#### [STATED EXERCISE A]
Pull out every line of the records below that contains the string "crane", matching case exactly.

#### [PASSAGE PROVIDED]
>>>>>

# We don't need no stinkin carts!



## Pinto Pony (Jul 28, 2008)

haha that is awesome!


----------



## Vidaloco (Sep 14, 2007)

that looks like fun


----------



## SallyBaby (Nov 30, 2008)

Thats so cool!


----------



## my2geldings (Feb 18, 2008)

OH my gosh! those girls are incredible!! how funny, good for them!:shock::lol::lol:


----------



## G and K's Mom (Jan 11, 2008)

Wow, that would be some workout!!!


----------



## LauraB (Nov 11, 2008)

The things people think to do with horses. I couldn't ride the unicycle let alone steer a horse while doing so!


----------



## IrishCailin (Dec 5, 2008)

hehe thats so cool


----------



## shmurmer4 (Dec 27, 2008)

I would fail at that :|


----------



## minihorse927 (Aug 11, 2008)

ROTFLMAO!
That is too funny, and I am definitely not talented enough for that!


----------



## smrobs (Jul 30, 2008)

ROFLOL That is too cute. Those are some really talented people. Just imagine the balance it takes to ride the unicycle and control a horse at the same time. I would have fallen on my face and ended up with a mouthful of horse poo.


----------



## bgood400 (Nov 10, 2008)

thats really funny! I would NEVER be able to do that!


----------



## Dressagepony (Jan 23, 2009)

:lol: that is very funny ;=)

that is also a lot of humor!

<<<<<

#### [STATED EXERCISE B]
Write the next part of the forum thread about riding a unicycle while controlling a horse, starting after its last post.

#### [AVAILABLE RECORDS]
>>>>>

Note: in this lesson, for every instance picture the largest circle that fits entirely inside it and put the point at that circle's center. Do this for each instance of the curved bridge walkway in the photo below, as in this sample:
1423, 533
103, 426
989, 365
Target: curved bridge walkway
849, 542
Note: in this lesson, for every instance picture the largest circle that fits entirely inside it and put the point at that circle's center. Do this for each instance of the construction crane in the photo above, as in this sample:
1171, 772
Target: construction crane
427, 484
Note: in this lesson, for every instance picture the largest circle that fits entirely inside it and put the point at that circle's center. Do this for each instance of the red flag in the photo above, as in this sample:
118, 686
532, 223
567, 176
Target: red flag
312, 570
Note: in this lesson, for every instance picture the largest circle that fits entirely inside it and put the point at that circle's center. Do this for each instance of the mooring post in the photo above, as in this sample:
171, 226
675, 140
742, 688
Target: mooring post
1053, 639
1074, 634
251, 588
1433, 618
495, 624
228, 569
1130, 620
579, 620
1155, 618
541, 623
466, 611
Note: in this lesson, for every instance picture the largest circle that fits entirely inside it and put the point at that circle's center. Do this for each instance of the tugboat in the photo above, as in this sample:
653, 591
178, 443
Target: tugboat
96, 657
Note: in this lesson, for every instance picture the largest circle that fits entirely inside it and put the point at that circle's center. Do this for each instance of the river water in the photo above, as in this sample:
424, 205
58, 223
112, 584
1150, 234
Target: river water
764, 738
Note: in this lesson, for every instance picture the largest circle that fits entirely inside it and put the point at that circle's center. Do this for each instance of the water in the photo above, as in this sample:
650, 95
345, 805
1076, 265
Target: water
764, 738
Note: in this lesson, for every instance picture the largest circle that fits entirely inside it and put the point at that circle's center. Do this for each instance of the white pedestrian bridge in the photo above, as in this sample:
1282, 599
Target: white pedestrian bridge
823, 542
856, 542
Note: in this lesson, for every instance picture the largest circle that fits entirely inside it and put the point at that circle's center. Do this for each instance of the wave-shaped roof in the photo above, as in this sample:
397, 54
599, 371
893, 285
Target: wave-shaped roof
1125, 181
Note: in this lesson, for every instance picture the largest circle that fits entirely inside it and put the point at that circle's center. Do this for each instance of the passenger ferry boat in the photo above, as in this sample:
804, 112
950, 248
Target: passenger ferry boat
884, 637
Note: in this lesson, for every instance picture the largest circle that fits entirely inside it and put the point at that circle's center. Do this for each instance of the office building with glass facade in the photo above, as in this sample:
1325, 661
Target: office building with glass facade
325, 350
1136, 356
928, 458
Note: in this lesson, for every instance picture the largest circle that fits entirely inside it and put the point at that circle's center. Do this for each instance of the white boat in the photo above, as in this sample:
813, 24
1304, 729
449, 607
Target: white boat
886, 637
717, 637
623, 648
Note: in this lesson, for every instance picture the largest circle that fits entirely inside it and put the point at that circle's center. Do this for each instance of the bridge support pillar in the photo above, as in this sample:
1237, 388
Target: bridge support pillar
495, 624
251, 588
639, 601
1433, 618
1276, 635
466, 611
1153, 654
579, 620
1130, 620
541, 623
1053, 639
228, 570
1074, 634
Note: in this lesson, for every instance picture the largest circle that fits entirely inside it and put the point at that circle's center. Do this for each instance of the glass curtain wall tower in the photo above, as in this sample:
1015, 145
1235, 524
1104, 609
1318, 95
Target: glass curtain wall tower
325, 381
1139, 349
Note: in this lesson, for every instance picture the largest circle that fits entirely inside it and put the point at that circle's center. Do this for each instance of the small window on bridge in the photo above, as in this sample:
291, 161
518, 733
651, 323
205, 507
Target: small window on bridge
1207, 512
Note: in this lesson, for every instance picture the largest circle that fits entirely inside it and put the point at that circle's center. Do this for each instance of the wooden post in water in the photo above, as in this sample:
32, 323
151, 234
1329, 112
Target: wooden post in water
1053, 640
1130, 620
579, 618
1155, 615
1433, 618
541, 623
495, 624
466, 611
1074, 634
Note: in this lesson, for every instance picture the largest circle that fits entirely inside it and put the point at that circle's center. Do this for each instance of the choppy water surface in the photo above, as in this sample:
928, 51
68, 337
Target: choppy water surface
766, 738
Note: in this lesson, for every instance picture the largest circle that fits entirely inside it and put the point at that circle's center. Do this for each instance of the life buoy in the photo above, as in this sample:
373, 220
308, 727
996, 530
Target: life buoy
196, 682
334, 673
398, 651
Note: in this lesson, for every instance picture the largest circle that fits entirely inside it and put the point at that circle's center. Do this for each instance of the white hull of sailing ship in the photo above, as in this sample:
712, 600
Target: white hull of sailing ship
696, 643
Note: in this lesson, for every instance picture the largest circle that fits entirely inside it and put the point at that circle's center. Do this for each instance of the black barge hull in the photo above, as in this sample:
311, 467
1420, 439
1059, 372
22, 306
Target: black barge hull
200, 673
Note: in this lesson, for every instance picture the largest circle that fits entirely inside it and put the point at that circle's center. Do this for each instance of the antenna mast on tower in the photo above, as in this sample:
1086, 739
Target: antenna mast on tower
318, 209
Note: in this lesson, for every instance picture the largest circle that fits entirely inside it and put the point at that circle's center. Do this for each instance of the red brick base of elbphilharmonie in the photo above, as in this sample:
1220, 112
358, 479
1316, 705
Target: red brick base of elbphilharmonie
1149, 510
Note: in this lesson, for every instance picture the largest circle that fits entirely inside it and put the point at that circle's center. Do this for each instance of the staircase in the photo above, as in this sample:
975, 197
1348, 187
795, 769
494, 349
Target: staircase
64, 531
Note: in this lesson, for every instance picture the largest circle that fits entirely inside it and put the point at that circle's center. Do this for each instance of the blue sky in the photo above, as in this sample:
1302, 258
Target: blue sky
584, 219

<<<<<

#### [REPLY A]
Note: in this lesson, for every instance picture the largest circle that fits entirely inside it and put the point at that circle's center. Do this for each instance of the construction crane in the photo above, as in this sample:
Target: construction crane

#### [REPLY B]
MyVideo - Qudrille zu Fuß


----------



## BarneyBabby (Nov 18, 2008)

i want to learn how!!!


----------



## Hoofprints in the Sand (Nov 23, 2008)

WOW talk about balance!!!


----------



## hntrjmpr (Jan 11, 2009)

No joke...they must have KILLER balance lol.
Theres noooo way I would EVER be able to do that hahaha ever.


----------



## Tayz (Jan 24, 2009)

lol haha that is great! it would take a lot of practice to do that...


----------



## Kentucky (Aug 2, 2008)

i have no desire to even think about don't that at all.


----------



## Flexion (Nov 28, 2008)

LauraB said:


> The things people think to do with horses. I couldn't ride the unicycle let alone steer a horse while doing so!


Haha same :lol:


----------



## Kentucky (Aug 2, 2008)

meant to say: I have no desire to even think about doing that


----------



## Rebelappy (Dec 22, 2008)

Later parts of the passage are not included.